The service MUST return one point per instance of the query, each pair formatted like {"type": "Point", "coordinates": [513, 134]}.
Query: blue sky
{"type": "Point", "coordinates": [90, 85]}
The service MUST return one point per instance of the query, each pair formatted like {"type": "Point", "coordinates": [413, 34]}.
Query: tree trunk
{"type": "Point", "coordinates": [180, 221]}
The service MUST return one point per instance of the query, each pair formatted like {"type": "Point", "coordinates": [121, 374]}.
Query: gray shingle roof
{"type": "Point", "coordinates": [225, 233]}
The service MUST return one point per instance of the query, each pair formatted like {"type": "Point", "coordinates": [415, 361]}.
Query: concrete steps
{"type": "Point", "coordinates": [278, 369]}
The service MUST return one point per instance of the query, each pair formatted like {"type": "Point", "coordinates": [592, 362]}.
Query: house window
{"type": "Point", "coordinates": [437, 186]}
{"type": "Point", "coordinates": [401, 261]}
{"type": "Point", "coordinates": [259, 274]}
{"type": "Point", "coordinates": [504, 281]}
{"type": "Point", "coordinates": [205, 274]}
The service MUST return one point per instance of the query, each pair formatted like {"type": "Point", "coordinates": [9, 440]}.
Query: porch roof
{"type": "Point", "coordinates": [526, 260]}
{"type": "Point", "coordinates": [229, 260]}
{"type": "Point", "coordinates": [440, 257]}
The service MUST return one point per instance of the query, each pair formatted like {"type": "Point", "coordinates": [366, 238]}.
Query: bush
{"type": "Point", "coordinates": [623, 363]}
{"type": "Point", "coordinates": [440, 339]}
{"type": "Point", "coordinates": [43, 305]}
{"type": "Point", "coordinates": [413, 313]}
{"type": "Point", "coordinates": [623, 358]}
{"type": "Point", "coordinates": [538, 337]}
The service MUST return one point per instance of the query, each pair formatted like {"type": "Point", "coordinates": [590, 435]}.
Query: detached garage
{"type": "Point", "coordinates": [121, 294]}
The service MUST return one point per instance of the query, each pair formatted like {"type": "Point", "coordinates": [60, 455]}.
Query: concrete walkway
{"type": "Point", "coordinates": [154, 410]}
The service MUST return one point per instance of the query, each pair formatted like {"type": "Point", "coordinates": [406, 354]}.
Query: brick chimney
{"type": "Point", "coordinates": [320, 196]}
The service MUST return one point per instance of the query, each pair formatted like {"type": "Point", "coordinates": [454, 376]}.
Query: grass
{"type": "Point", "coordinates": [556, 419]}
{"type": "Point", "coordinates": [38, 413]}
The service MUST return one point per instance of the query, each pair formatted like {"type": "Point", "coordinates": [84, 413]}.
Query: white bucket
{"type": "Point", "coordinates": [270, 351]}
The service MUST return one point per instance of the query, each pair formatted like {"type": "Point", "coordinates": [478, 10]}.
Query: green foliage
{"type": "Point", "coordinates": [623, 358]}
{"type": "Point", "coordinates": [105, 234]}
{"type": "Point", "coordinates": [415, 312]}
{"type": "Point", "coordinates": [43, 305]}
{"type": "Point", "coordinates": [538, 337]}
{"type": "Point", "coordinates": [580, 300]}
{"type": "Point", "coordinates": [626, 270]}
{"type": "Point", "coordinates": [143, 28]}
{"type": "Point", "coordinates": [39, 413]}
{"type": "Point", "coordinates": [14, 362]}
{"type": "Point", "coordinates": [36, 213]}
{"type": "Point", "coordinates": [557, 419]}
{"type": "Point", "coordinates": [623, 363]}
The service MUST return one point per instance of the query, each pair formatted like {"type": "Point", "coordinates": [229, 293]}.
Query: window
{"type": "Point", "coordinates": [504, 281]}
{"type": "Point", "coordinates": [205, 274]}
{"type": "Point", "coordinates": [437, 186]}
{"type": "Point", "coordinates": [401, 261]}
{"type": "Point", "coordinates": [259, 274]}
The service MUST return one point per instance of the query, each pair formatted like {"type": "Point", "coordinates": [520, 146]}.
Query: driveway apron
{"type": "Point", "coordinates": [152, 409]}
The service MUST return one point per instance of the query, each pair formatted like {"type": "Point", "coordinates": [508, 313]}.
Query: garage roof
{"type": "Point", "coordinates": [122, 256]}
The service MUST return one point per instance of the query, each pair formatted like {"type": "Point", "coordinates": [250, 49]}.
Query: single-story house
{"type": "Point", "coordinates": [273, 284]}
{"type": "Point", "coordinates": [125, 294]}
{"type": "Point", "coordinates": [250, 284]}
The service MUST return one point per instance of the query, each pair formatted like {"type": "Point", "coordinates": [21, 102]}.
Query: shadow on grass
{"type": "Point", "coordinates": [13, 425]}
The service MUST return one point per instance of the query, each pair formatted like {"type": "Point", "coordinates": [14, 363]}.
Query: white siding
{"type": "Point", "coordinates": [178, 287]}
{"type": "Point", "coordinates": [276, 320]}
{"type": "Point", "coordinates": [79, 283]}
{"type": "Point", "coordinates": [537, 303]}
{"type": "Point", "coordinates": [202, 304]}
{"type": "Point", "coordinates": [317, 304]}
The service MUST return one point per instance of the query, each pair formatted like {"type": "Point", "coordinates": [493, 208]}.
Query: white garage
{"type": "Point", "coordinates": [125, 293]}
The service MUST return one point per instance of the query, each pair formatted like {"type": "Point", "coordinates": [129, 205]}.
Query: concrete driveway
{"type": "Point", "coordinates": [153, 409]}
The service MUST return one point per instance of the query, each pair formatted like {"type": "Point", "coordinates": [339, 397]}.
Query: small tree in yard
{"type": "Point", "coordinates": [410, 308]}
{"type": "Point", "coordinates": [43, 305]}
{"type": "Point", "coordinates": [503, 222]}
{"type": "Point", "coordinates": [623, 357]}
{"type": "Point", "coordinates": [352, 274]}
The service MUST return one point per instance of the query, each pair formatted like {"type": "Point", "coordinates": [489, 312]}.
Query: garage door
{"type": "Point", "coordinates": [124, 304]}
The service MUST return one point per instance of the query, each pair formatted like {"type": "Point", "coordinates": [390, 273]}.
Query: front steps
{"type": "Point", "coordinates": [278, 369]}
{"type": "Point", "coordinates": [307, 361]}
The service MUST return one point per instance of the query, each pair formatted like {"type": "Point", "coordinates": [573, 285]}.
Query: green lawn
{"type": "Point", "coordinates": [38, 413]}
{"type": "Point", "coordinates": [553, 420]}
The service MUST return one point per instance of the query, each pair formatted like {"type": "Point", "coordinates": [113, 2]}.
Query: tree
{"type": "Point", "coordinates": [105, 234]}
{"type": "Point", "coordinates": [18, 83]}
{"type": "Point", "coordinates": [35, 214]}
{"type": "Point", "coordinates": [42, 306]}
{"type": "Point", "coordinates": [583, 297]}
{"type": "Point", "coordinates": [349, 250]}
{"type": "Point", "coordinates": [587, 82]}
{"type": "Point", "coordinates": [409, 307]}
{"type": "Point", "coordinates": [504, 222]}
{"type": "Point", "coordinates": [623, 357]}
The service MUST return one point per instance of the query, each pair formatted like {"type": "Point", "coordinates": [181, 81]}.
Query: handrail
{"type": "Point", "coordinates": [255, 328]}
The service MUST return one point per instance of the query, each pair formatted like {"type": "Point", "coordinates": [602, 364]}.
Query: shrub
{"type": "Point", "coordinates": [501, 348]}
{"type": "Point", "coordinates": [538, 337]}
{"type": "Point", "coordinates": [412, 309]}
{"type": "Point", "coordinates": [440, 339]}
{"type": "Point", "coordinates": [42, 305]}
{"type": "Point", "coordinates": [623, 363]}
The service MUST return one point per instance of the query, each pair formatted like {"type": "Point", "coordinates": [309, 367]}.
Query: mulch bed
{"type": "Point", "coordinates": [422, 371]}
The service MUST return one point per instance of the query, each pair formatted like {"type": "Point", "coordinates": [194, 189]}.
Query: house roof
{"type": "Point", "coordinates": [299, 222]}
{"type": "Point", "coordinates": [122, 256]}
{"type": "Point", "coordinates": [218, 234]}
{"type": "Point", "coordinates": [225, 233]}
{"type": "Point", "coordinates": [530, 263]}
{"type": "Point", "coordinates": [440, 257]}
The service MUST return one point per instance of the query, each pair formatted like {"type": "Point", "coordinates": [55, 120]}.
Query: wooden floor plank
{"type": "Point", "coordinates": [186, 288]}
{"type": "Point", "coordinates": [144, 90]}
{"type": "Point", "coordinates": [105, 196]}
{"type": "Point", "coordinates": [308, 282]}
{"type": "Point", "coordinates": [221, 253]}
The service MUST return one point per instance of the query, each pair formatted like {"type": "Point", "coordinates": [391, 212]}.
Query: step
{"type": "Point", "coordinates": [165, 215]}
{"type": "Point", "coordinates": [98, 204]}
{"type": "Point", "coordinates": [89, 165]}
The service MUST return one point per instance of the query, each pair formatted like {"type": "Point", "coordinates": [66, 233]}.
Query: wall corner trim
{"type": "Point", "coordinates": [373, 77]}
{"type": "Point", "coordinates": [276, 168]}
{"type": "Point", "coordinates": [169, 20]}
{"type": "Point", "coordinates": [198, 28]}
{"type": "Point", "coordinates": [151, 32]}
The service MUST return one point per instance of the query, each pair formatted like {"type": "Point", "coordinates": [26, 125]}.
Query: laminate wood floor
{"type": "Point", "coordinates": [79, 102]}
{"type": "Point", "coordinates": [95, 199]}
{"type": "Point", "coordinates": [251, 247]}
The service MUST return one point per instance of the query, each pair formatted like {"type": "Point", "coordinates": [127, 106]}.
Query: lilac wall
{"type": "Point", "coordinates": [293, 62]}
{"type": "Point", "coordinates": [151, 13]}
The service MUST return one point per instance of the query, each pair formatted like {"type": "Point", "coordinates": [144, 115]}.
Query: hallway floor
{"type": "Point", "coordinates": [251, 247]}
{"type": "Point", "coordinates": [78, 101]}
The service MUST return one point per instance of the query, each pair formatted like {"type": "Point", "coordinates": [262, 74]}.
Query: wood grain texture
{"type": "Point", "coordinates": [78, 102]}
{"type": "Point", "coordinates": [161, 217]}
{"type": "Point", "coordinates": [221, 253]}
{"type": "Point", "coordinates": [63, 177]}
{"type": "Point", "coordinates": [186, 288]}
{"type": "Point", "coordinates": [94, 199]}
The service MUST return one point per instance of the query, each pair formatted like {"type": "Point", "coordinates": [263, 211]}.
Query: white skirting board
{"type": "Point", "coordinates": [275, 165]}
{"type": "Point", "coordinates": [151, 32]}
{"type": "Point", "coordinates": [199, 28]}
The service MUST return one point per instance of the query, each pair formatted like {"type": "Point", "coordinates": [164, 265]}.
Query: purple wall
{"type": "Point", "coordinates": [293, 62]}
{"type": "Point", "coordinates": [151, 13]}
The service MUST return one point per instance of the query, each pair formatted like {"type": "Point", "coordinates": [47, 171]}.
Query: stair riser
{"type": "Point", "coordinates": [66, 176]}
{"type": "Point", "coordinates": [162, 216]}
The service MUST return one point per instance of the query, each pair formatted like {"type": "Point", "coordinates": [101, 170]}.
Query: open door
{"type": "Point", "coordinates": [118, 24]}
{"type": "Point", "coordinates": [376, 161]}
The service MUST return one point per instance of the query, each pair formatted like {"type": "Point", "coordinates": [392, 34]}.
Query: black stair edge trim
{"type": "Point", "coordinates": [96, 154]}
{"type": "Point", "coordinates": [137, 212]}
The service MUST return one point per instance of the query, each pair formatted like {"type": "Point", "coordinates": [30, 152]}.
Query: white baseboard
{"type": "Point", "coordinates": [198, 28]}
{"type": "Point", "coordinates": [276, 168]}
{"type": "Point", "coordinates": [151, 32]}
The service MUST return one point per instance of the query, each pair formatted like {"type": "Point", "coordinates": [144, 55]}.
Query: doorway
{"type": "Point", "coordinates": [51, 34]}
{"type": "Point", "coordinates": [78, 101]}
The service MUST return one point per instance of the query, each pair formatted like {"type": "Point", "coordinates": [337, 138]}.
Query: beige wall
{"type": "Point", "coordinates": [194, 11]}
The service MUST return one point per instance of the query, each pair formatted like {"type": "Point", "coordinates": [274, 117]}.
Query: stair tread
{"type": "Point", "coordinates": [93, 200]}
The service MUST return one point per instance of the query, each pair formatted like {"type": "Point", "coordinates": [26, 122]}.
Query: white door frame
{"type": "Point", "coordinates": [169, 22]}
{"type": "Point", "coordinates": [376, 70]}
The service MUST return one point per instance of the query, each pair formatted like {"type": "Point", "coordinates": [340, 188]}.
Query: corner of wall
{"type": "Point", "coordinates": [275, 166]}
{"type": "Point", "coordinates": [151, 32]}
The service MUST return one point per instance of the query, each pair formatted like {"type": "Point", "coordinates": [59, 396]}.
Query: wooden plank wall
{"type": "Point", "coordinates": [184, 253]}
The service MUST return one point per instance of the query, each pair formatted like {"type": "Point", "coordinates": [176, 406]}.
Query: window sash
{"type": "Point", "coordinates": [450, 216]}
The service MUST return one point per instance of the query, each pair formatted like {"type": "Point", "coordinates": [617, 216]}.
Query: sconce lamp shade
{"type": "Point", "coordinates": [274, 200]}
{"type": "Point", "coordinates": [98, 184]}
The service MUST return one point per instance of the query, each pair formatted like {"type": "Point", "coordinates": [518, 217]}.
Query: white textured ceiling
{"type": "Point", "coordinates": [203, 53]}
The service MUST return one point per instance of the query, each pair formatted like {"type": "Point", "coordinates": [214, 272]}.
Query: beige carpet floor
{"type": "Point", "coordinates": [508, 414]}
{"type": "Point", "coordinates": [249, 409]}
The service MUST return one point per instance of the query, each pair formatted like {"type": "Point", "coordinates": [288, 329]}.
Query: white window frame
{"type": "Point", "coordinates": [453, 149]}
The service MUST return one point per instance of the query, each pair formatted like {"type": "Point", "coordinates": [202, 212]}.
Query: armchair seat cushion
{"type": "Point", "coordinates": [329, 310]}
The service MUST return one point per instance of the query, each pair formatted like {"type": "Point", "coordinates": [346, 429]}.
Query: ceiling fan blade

→ **EXERCISE OBJECTIVE**
Determine how many lines of the material above contain the word "concrete". Reply with that number alone.

→ **COMPLETED EXERCISE**
3